Copy out the data below word for word, taking everything from the line containing "Exercise. Mark the beam" down to the line containing "[(255, 276)]", with both of those lines included.
==== EXERCISE MATERIALS
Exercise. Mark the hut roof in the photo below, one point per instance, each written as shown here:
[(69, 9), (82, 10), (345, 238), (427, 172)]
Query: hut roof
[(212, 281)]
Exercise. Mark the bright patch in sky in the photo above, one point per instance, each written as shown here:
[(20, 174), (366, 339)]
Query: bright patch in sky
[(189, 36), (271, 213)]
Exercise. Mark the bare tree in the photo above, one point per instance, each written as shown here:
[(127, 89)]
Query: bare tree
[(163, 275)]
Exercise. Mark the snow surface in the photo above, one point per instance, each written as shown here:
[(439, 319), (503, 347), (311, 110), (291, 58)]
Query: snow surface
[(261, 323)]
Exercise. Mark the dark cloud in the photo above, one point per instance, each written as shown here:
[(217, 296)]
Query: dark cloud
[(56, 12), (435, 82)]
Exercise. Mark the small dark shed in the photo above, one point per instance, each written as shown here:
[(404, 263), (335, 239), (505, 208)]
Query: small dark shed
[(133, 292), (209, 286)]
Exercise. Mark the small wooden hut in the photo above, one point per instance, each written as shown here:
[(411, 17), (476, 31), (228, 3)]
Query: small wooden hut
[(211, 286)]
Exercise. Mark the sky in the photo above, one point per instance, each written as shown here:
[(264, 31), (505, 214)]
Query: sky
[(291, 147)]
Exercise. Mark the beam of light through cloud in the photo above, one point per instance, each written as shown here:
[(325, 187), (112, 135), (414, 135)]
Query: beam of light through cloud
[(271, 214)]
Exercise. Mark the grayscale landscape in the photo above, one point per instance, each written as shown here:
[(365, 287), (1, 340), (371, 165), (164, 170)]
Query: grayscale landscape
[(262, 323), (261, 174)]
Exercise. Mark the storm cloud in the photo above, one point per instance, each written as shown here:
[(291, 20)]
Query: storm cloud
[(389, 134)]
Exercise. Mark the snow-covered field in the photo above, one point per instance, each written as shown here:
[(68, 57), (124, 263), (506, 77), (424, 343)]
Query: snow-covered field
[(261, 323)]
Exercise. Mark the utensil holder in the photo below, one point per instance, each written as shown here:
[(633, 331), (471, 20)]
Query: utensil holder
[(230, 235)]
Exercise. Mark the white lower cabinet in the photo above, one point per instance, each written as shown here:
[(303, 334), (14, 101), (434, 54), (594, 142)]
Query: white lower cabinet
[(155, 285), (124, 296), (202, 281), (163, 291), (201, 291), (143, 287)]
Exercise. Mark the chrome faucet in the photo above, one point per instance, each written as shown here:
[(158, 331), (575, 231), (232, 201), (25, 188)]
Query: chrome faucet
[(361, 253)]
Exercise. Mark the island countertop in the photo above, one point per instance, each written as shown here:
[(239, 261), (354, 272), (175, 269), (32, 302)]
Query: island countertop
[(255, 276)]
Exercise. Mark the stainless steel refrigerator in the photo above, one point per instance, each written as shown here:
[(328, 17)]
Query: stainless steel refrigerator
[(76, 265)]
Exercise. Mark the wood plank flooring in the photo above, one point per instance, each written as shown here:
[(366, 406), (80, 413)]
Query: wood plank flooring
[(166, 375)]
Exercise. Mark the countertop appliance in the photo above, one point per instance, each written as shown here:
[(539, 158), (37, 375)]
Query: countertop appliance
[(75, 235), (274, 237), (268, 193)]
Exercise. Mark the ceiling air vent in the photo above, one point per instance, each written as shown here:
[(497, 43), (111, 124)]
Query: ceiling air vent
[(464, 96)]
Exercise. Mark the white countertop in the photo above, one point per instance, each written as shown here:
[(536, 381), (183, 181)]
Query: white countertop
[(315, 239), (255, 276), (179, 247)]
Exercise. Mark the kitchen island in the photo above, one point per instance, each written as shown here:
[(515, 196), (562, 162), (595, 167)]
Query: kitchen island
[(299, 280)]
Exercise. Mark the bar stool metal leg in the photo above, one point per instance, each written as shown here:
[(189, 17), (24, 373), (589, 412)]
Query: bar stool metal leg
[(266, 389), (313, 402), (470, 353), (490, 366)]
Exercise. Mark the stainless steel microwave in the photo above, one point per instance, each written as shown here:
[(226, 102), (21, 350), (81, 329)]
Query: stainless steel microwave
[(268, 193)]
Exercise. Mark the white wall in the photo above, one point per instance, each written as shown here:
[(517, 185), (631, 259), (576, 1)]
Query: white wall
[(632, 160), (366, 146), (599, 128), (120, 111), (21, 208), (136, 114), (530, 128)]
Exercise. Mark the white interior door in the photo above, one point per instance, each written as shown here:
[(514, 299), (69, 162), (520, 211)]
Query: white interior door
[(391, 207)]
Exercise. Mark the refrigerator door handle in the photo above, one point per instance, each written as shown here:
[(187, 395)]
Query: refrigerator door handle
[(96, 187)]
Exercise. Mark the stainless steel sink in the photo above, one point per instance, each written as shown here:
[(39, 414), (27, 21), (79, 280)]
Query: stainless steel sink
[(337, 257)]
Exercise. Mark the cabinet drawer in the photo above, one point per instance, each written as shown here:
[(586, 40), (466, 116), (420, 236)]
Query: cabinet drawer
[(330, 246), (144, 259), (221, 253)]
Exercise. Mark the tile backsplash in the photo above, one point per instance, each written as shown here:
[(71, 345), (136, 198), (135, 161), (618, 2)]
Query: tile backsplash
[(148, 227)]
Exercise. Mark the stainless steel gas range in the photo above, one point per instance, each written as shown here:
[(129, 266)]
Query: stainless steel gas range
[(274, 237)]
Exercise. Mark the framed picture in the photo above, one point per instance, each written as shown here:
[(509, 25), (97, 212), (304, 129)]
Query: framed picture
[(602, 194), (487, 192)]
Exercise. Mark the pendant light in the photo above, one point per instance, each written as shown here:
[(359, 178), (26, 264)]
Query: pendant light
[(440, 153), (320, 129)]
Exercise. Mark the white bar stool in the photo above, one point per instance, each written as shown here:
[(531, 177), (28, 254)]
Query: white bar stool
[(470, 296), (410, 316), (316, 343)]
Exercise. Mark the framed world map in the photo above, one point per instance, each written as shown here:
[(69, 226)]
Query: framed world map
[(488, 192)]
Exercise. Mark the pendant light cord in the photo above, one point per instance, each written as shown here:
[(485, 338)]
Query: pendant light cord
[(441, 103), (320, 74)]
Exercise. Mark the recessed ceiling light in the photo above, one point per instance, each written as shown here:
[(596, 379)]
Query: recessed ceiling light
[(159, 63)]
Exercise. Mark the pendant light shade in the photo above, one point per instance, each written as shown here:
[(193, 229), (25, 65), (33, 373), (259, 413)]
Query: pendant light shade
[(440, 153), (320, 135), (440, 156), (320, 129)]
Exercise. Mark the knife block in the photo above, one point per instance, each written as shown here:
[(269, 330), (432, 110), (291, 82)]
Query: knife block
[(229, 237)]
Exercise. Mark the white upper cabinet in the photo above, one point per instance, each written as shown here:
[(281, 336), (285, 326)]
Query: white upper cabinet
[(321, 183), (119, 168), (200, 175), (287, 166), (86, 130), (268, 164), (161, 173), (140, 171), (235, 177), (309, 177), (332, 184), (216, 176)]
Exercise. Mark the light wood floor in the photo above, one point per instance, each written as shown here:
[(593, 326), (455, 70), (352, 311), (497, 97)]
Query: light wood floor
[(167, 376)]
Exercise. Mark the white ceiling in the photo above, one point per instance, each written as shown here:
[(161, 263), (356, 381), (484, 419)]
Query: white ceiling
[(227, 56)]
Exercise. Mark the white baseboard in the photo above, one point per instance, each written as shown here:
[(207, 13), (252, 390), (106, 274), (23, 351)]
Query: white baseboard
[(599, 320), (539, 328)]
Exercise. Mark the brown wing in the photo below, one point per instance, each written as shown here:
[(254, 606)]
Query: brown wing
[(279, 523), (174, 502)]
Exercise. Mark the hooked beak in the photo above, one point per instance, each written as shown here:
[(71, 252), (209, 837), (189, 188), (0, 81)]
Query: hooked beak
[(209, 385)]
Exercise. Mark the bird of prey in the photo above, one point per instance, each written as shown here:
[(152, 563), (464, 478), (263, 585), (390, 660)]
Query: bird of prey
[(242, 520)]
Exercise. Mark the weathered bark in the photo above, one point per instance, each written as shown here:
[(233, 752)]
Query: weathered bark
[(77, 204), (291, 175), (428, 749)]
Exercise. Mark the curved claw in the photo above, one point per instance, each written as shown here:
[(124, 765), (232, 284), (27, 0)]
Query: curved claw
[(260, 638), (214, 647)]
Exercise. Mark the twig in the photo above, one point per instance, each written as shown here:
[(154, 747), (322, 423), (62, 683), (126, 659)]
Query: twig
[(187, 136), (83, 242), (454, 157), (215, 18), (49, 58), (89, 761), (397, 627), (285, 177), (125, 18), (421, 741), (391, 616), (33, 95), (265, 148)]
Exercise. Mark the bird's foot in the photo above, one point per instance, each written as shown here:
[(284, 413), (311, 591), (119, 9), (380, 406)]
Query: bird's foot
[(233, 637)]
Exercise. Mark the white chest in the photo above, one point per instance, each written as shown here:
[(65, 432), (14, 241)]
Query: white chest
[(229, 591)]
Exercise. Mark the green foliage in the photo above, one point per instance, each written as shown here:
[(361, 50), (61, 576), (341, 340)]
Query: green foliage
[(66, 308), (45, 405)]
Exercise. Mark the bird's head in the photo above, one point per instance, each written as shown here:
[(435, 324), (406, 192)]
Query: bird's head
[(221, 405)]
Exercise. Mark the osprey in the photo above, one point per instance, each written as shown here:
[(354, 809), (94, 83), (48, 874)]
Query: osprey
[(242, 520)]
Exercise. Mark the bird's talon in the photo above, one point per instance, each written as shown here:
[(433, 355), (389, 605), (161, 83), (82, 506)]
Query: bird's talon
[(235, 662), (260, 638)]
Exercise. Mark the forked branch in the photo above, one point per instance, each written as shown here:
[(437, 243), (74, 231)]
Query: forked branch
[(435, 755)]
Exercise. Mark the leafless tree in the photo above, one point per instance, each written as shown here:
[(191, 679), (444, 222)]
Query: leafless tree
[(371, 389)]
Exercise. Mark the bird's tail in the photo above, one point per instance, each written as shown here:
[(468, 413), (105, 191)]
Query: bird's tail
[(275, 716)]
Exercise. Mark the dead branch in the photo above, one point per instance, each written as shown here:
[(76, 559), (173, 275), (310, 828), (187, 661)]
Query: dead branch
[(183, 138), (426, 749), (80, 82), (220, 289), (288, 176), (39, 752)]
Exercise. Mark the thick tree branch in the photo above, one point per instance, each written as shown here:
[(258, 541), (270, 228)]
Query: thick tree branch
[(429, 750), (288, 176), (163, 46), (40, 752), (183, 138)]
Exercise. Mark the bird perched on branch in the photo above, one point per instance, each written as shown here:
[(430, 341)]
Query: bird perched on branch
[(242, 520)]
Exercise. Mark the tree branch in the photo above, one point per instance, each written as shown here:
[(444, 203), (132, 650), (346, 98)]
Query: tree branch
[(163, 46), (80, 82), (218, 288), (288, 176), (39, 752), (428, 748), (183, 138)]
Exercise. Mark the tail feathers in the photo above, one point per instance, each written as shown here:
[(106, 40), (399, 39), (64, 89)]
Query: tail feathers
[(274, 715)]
========
# THE RESPONSE:
Exercise. Mark the beam of light through cloud in the photo above, one point per instance, each written as shown here:
[(325, 187), (112, 135), (414, 135)]
Query: beam of light through cloud
[(271, 214)]
Exercise. Mark the grayscale landscape in the photo above, one point per instance, each written as shown here:
[(365, 287), (1, 340), (371, 165), (164, 170)]
Query: grayscale landscape
[(262, 323), (261, 174)]
Exercise. Mark the storm cloud in the photo above, one point per instance, each written as shown here:
[(291, 20)]
Query: storm cloud
[(389, 134)]
Exercise. Mark the snow-covered field in the photo above, one point per instance, each written as shown here:
[(68, 57), (124, 263), (506, 77), (424, 343)]
Query: snow-covered field
[(261, 323)]
Exercise. Mark the utensil holder in the photo below, one point per instance, each written as shown here:
[(633, 331), (471, 20)]
Query: utensil holder
[(230, 235)]
Exercise. Mark the white lower cabinet in the photo above, one point per instance, each written as shown here:
[(303, 334), (14, 101), (434, 54), (594, 142)]
Query: white lower cabinet
[(155, 285), (124, 296), (202, 281), (163, 291), (201, 291), (143, 287)]
Exercise. Mark the chrome faucet in the photo above, one point per instance, each written as shown here:
[(158, 331), (575, 231), (232, 201), (25, 188)]
Query: chrome faucet
[(361, 253)]
Exercise. Mark the island countertop in the photo above, one point per instance, each written as shown here:
[(239, 261), (354, 272), (175, 269), (32, 302)]
Query: island countertop
[(255, 276)]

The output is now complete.